PROBLEM TO WORK ON
Starting at the line that contains "brim? Mark that spot.", retype each line to the end of the listing below. Include both ends, but not the pictures.

Stored entries:
○ ○ ○

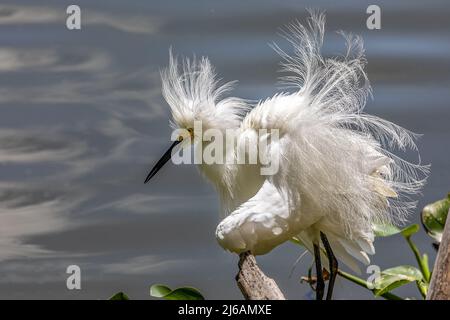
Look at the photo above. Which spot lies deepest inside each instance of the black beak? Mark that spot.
(162, 161)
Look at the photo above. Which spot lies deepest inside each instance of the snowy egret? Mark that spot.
(336, 177)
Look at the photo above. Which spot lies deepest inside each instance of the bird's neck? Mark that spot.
(235, 183)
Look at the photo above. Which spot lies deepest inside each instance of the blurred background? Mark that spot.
(82, 120)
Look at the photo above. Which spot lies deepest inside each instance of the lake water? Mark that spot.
(82, 120)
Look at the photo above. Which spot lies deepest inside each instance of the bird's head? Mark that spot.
(195, 97)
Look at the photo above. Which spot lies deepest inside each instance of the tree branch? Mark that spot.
(253, 283)
(440, 281)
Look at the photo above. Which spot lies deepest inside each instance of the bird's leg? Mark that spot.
(333, 264)
(320, 285)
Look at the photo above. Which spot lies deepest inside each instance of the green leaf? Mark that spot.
(392, 278)
(385, 229)
(119, 296)
(184, 293)
(410, 230)
(434, 216)
(297, 241)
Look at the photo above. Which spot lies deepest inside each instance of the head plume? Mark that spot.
(193, 92)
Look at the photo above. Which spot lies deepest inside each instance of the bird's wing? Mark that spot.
(334, 159)
(258, 225)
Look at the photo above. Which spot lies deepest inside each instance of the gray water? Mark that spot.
(82, 120)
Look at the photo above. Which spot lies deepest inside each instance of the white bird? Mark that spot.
(336, 176)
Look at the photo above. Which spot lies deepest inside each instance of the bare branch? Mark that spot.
(254, 284)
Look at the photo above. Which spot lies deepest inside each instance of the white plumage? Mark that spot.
(336, 174)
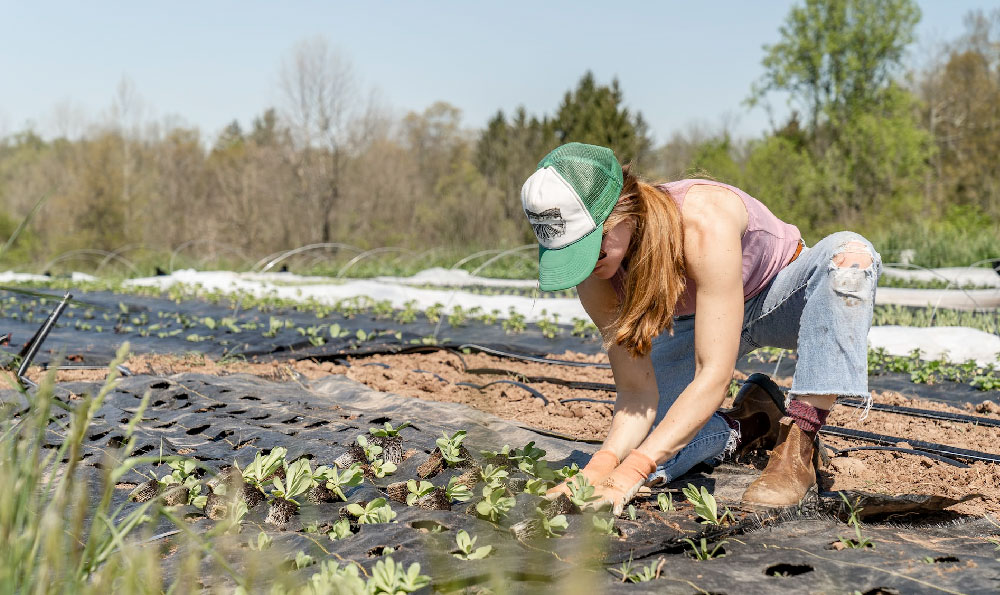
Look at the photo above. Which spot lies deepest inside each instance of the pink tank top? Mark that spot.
(768, 244)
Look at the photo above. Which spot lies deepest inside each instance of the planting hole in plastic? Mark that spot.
(785, 570)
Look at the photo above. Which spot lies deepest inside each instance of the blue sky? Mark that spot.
(206, 63)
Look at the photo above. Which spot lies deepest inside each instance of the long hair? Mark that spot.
(653, 263)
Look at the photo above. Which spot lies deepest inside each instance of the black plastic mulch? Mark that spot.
(222, 419)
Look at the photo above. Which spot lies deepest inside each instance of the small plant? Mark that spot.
(392, 578)
(467, 549)
(549, 526)
(703, 553)
(493, 476)
(581, 493)
(537, 486)
(263, 467)
(457, 492)
(514, 323)
(644, 574)
(340, 530)
(705, 505)
(262, 543)
(417, 490)
(376, 511)
(387, 431)
(451, 447)
(494, 504)
(853, 519)
(336, 481)
(604, 525)
(298, 480)
(372, 451)
(382, 468)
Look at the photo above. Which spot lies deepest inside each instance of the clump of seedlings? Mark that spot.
(467, 549)
(449, 453)
(256, 474)
(706, 507)
(853, 520)
(376, 511)
(298, 480)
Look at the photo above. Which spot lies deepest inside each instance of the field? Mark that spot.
(278, 442)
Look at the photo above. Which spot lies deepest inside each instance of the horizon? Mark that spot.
(232, 73)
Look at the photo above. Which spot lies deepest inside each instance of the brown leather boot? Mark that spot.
(758, 408)
(790, 472)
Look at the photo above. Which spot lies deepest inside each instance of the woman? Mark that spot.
(682, 279)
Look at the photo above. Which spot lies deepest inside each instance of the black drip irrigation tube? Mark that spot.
(946, 460)
(931, 447)
(941, 452)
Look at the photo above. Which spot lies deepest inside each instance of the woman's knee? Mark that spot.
(847, 250)
(853, 266)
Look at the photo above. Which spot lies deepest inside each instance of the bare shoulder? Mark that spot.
(708, 207)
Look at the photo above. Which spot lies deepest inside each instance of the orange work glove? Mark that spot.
(597, 470)
(624, 482)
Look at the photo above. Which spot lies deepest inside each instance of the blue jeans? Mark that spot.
(821, 310)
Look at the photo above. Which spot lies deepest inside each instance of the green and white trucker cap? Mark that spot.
(567, 200)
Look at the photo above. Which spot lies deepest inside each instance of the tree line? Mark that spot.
(911, 158)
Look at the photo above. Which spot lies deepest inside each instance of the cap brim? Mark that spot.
(568, 267)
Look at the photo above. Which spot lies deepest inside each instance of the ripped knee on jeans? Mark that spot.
(848, 275)
(853, 255)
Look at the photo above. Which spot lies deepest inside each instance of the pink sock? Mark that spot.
(807, 417)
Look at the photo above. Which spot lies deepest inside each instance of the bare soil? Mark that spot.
(434, 376)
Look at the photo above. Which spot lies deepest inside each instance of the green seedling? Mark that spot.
(336, 481)
(703, 553)
(537, 486)
(376, 511)
(298, 480)
(549, 526)
(644, 574)
(467, 549)
(854, 519)
(387, 431)
(263, 467)
(450, 447)
(382, 468)
(331, 578)
(340, 530)
(262, 543)
(567, 471)
(372, 451)
(392, 578)
(495, 504)
(604, 525)
(493, 476)
(705, 505)
(302, 560)
(417, 490)
(581, 493)
(457, 492)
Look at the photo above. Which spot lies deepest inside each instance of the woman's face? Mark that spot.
(613, 248)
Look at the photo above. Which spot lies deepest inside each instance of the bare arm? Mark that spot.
(713, 256)
(635, 406)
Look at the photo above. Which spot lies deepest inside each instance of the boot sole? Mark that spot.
(811, 496)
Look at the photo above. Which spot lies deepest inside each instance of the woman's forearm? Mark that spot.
(685, 418)
(634, 416)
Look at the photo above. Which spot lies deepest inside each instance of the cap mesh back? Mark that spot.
(594, 173)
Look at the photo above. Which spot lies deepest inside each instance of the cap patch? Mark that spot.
(548, 224)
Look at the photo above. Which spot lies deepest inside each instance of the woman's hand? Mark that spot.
(596, 471)
(624, 482)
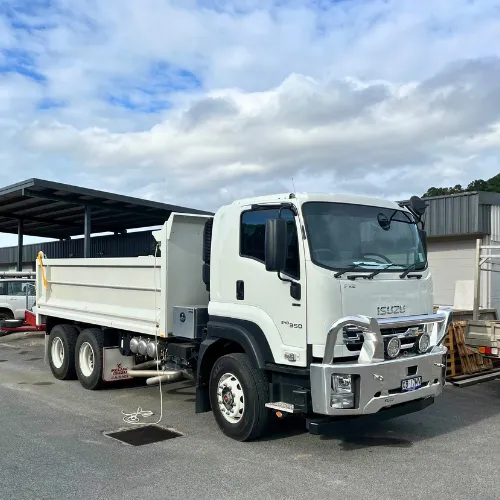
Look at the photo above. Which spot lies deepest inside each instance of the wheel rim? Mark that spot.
(86, 358)
(230, 398)
(57, 352)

○ ○ ○

TASK RESULT
Look at the photo above. Which spot lies deepest inside each instance of the cap brim? Mark that spot.
(568, 267)
Look at the photo above. Which spot lies deepest inside each instance of the ripped knee on jeans? Mark that spot.
(848, 275)
(853, 255)
Look at the photo above. Which spot lies deepest inside each instance of the pink sock? Mark that spot.
(807, 417)
Look at the photo above. Which spot lies deepest inside each instance of the bare soil? Mark that spot.
(434, 376)
Look at the photo above. Which spot lies deepest inside each instance of the green seedling? Mark that spot.
(336, 481)
(703, 553)
(537, 486)
(376, 511)
(298, 480)
(549, 526)
(644, 574)
(467, 549)
(854, 519)
(387, 431)
(263, 467)
(450, 447)
(382, 468)
(331, 578)
(340, 530)
(262, 543)
(567, 471)
(372, 451)
(392, 578)
(495, 504)
(604, 525)
(493, 476)
(705, 505)
(302, 560)
(417, 490)
(581, 493)
(457, 492)
Look at the photo above. Which spot lies deepest inside each instance of the woman's face? Mark that spot.
(613, 248)
Look at the photo above. Which spot lies deepest inside each instance of the bare arm? Mark that spot.
(713, 256)
(635, 406)
Look at the photo above. Which spot lies deepest inside each instance of the boot sole? Mark that spot.
(811, 496)
Look at the photo above. Which spot lies deepest inside each instance of the woman's forearm? Mark that spot.
(685, 418)
(634, 416)
Look at the photo above. Which spot lies deepest inside each instance of the cap mesh back? Mark that spot.
(594, 173)
Look at the photo above. Which spot lies deepest inside each instance of the cap patch? Mark that spot.
(548, 224)
Look at the photo above. Which spot lies deepest inside each instance of the woman's hand? Mark that spot.
(596, 471)
(624, 482)
Look at the photo above. Which spot lies deepest inside each instance of the wheel rim? Mark that spot.
(86, 358)
(230, 398)
(57, 352)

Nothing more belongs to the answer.